Records from a data source

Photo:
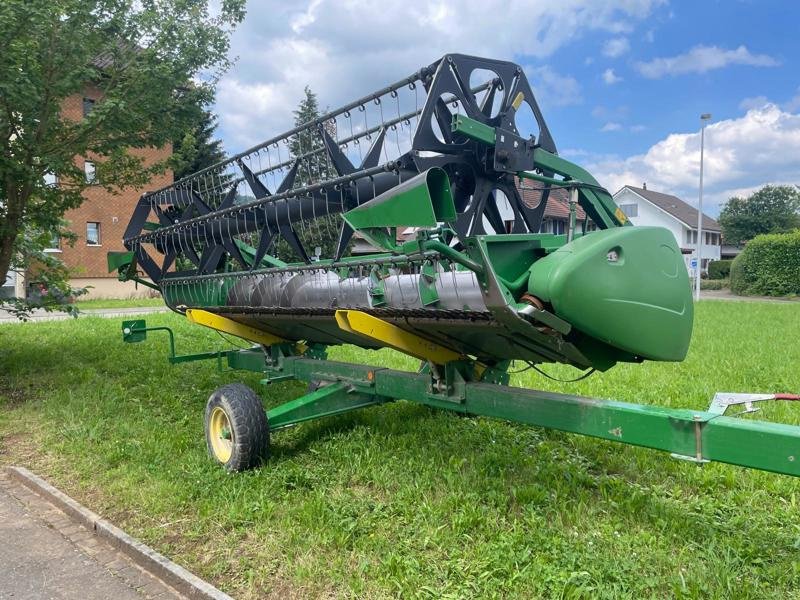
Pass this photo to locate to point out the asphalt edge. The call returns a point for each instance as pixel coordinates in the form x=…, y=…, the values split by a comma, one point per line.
x=159, y=565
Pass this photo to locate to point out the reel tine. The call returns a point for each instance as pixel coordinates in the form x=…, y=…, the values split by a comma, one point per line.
x=374, y=152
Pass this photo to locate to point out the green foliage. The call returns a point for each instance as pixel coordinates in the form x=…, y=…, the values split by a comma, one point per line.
x=719, y=269
x=769, y=265
x=322, y=232
x=197, y=148
x=402, y=501
x=147, y=64
x=772, y=209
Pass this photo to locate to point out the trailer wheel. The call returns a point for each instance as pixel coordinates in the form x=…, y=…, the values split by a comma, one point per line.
x=237, y=431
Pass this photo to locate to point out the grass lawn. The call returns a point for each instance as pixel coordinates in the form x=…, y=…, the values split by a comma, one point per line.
x=119, y=303
x=403, y=501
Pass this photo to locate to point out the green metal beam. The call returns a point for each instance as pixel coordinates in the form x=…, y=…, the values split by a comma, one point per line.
x=698, y=436
x=325, y=401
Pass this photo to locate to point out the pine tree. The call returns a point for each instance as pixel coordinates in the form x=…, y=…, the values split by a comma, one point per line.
x=198, y=149
x=323, y=232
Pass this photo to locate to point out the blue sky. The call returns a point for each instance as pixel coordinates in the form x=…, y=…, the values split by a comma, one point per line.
x=622, y=84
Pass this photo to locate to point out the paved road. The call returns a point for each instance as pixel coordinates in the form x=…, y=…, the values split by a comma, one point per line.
x=41, y=315
x=44, y=555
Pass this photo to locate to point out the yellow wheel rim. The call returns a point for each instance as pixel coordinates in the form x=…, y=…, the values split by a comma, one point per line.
x=220, y=433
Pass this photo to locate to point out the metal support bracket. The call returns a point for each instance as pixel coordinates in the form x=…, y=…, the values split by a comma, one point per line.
x=135, y=331
x=724, y=400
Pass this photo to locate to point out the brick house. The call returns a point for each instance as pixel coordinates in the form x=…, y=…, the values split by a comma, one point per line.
x=100, y=221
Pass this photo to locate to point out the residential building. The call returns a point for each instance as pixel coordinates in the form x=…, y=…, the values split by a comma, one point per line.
x=99, y=223
x=647, y=207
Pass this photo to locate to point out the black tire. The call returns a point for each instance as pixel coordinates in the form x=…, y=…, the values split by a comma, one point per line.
x=246, y=444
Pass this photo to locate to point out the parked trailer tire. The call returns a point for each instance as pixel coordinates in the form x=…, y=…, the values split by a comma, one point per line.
x=237, y=431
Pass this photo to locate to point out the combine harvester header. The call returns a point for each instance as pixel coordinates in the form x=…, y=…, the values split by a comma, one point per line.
x=428, y=171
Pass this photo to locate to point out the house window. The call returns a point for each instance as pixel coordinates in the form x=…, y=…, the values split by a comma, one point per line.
x=90, y=170
x=88, y=105
x=92, y=233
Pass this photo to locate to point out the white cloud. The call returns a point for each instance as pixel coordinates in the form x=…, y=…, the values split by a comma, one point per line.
x=793, y=105
x=347, y=49
x=745, y=153
x=552, y=88
x=753, y=102
x=610, y=77
x=616, y=47
x=702, y=59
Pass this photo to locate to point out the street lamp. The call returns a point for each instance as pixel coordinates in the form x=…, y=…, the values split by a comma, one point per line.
x=703, y=118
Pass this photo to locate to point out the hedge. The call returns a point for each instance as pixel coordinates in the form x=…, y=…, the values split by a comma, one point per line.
x=769, y=265
x=719, y=269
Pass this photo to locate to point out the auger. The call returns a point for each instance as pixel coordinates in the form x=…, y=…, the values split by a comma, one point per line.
x=427, y=173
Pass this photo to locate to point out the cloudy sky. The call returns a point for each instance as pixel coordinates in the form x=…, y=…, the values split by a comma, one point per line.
x=621, y=83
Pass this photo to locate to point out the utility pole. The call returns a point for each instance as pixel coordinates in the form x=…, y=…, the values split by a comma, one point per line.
x=703, y=118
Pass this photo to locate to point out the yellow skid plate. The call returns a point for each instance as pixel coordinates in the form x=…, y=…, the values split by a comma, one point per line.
x=207, y=319
x=391, y=336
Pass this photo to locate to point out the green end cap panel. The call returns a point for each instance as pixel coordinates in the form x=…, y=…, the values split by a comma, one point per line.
x=134, y=331
x=422, y=201
x=627, y=287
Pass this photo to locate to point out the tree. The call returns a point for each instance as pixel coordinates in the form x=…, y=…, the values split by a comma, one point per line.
x=197, y=149
x=322, y=232
x=149, y=64
x=772, y=209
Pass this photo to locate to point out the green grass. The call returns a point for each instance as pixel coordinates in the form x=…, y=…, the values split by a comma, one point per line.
x=119, y=303
x=403, y=501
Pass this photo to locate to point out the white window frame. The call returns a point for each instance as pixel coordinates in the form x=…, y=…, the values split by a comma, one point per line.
x=54, y=248
x=99, y=234
x=90, y=171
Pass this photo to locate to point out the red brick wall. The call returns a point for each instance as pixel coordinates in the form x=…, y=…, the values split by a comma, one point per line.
x=112, y=211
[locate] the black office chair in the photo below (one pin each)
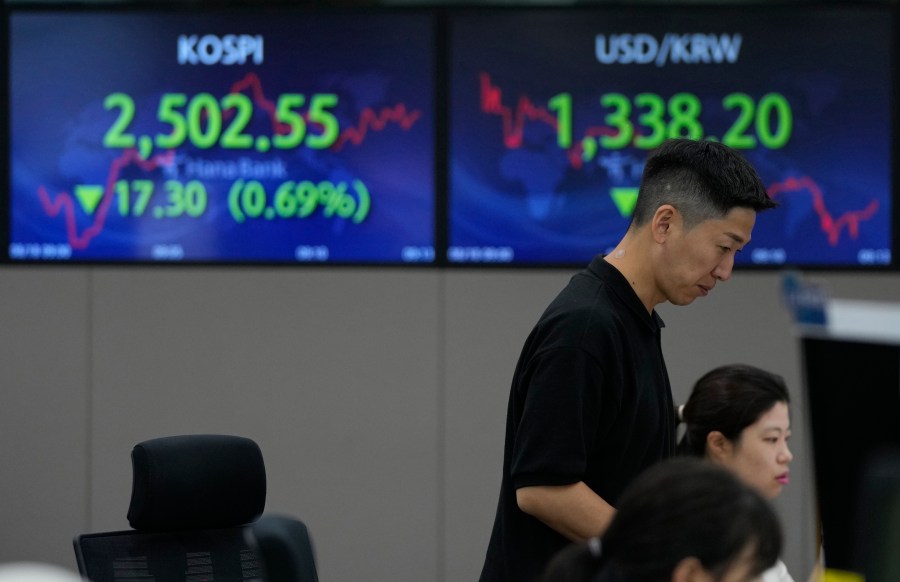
(285, 548)
(193, 500)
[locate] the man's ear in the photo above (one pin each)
(690, 570)
(718, 447)
(663, 220)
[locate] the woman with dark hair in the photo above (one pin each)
(682, 520)
(737, 416)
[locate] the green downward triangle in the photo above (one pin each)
(624, 199)
(89, 197)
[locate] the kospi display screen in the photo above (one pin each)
(554, 112)
(247, 134)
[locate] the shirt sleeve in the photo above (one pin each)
(560, 401)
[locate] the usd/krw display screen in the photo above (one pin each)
(240, 135)
(554, 113)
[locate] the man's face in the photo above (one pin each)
(695, 260)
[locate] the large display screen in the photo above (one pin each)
(554, 112)
(246, 134)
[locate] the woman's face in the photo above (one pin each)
(760, 456)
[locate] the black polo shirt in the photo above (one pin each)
(590, 401)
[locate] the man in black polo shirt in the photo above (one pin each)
(590, 405)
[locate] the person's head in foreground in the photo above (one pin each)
(682, 520)
(695, 210)
(738, 416)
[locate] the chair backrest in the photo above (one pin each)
(284, 546)
(192, 498)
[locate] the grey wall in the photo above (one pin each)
(378, 396)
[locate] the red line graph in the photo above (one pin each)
(513, 120)
(525, 110)
(369, 119)
(251, 83)
(63, 202)
(830, 225)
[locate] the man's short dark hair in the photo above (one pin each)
(702, 179)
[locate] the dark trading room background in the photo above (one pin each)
(377, 394)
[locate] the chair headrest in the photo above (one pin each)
(196, 482)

EXERCISE BRIEF
All of the records above should be reproduced exactly, with the pictures left out.

RESPONSE AREA
Photo:
Pass this photo to locate to point out the asphalt edge. The call returns a point for each instance as pixel coordinates in the form x=…, y=…, the values split by a comma, one point per line.
x=159, y=565
Pass this photo to locate to point out the reel tine. The call returns a point for each instance as pixel coordinates in the form x=…, y=…, the values split by a comma, one point per line.
x=374, y=152
Pass this photo to locate to point out the green foliage. The call returns a point for each instance as pixel coordinates in the form x=…, y=…, the values split by a comma, one point per line.
x=719, y=269
x=769, y=265
x=322, y=232
x=197, y=148
x=402, y=501
x=147, y=64
x=772, y=209
Pass this photo to locate to point out the trailer wheel. The call returns a point for each instance as pixel coordinates in the form x=…, y=…, the values split by a comma, one point per line.
x=237, y=431
Pass this photo to locate to point out the grass lawn. The call returns a point for each instance as pixel coordinates in the form x=…, y=…, the values split by a comma, one point per line.
x=119, y=303
x=403, y=501
Pass this photo to locate to point out the green metal beam. The call returns a point for each instance as pixel coordinates in the form x=…, y=…, the values split by a comma, one point per line.
x=698, y=436
x=325, y=401
Pass this photo to locate to point out the pine tree. The call returns a point for each instance as pixel coordinates in the form x=…, y=…, the values split by a comma, one point per line.
x=198, y=149
x=323, y=232
Pass this photo to locate to point out the blue sky. The call returns a point for each instance as pixel coordinates in the form x=…, y=…, the values split by a comma, one point per line.
x=622, y=84
Pass this photo to locate to point out the paved road. The call returns a point for each instance as pixel coordinates in the form x=…, y=…, the values split by a comma, one point per line.
x=41, y=315
x=44, y=555
Pass this photo to locate to point out the yellow wheel rim. The call returns a point for each instance as pixel coordinates in the form x=…, y=…, the values split by a comma, one point per line.
x=220, y=433
Pass this photo to locate to point out the metal support bracket. The call returns a point for each instance as pixel coordinates in the form x=…, y=…, the values split by a comma, one point per line.
x=135, y=331
x=724, y=400
Pass this photo to locate to point out the brick house. The call returns a point for each instance as pixel coordinates in the form x=…, y=…, the values split by a comma, one point per line.
x=100, y=221
Pass this photo to locate to point out the residential building. The call returns a point for each instance as pixel coordinates in the form x=…, y=…, the values split by a comma, one point per line.
x=99, y=223
x=647, y=207
Pass this photo to locate to point out the black tire. The call returns a point for each instance as pixel coordinates in the form x=…, y=…, the values split by a comma, one point per line.
x=246, y=444
Pass this photo to locate to point out the parked trailer tire. The call returns a point for each instance as pixel coordinates in the form x=…, y=…, the values split by a comma, one point per line.
x=237, y=431
Pass this photo to locate to point out the combine harvester header. The call returns a point for each instance as pixel coordinates in the form x=…, y=…, the values split by a comma, one point per line.
x=428, y=171
Pass this photo to locate to point out the house window. The call returns a point for each instance as pixel coordinates in the form x=…, y=…, the values split by a comma, one point per line.
x=90, y=170
x=88, y=105
x=92, y=233
Pass this photo to locate to point out the white cloud. The call returns a point for each instance as pixel coordinates in the form x=…, y=…, the values split by a comma, one point per line.
x=793, y=105
x=347, y=49
x=745, y=153
x=552, y=88
x=753, y=102
x=610, y=77
x=616, y=47
x=702, y=59
Pass this photo to locate to point out the street lamp. The call returns a point for each instance as pixel coordinates in the form x=…, y=…, the values split by a comma, one point per line.
x=703, y=118
Pass this photo to locate to point out the hedge. The call returns a point for each instance as pixel coordinates in the form x=…, y=…, the values split by a comma, one point per line.
x=769, y=265
x=719, y=269
Pass this photo to locate to point out the auger. The call returns a point for each instance as pixel coordinates in the form x=…, y=…, the values split by a comma, one point per line.
x=427, y=173
Pass this photo to locate to point out the cloudy sky. The call returns a point for each instance as pixel coordinates in the form x=…, y=…, the values split by a comma, one point per line.
x=621, y=83
Pass this photo to locate to point out the utility pole. The call returns a point for each instance as pixel coordinates in the form x=…, y=…, the values split by a comma, one point per line.
x=703, y=118
Pass this photo to locate to point out the yellow skid plate. The call returns a point for each instance as pixel coordinates in the form x=…, y=…, the values split by a comma, one point per line.
x=207, y=319
x=391, y=336
Pass this photo to locate to point out the green end cap panel. The call returns a point for each instance as pixel coordinates in the form x=…, y=…, the values split by a comma, one point per line.
x=134, y=331
x=422, y=201
x=627, y=287
Pass this photo to locate to point out the tree. The call returns a point for each instance as pixel coordinates in the form x=…, y=…, the values split by a comma, one point per line.
x=197, y=149
x=322, y=232
x=149, y=64
x=772, y=209
Pass this photo to locate to point out the green grass. The call returns a point for each instance as pixel coordinates in the form x=…, y=…, the values split by a comma, one point per line.
x=119, y=303
x=403, y=501
Pass this photo to locate to point out the white window frame. The call returns a point for each instance as pixel coordinates in the form x=…, y=…, the values split by a comma, one point per line.
x=54, y=248
x=99, y=234
x=90, y=171
Pass this photo to locate to point out the red brick wall. The call returns a point for each instance as pixel coordinates in the form x=…, y=…, the values split by a comma, one point per line.
x=112, y=211
[locate] the black office chair in the photo below (one pin each)
(285, 548)
(193, 500)
[locate] the man's ear in the photo above (one pin each)
(690, 570)
(718, 447)
(663, 220)
[locate] the woman with dark hair in the photo above (one pin each)
(682, 520)
(737, 416)
[locate] the green downward triangle in the photo above (one pin each)
(624, 199)
(89, 197)
[locate] the kospi display screen in the photo above (one pin each)
(554, 112)
(247, 134)
[locate] the shirt sleeve in the photo above (one pin each)
(560, 401)
[locate] the usd/krw display screen in the photo above (one pin each)
(240, 135)
(554, 113)
[locate] the man's face in the photo above (one pin each)
(695, 260)
[locate] the large display screen in the photo above (one pin each)
(554, 112)
(246, 134)
[locate] the woman's face in the photo above (one pin each)
(760, 456)
[locate] the black polo shirt in the photo above (one pin each)
(590, 401)
[locate] the man in black polo shirt in the photo above (one pin each)
(590, 405)
[locate] the person's head in foreground in the photo above (one pin each)
(682, 520)
(695, 210)
(738, 416)
[locate] the chair backrest in the photo above (one pin each)
(284, 546)
(192, 498)
[locate] the grey wall in the photo above (one pin each)
(378, 396)
[locate] the red line graph in the photo above (one pin each)
(513, 120)
(525, 110)
(369, 119)
(251, 83)
(63, 202)
(830, 225)
[locate] the man's short dark hair in the photo above (one pin each)
(702, 179)
[locate] the dark trading room background in the photo above (one pin each)
(377, 394)
[locate] the chair headrest in the photo above (one pin each)
(196, 482)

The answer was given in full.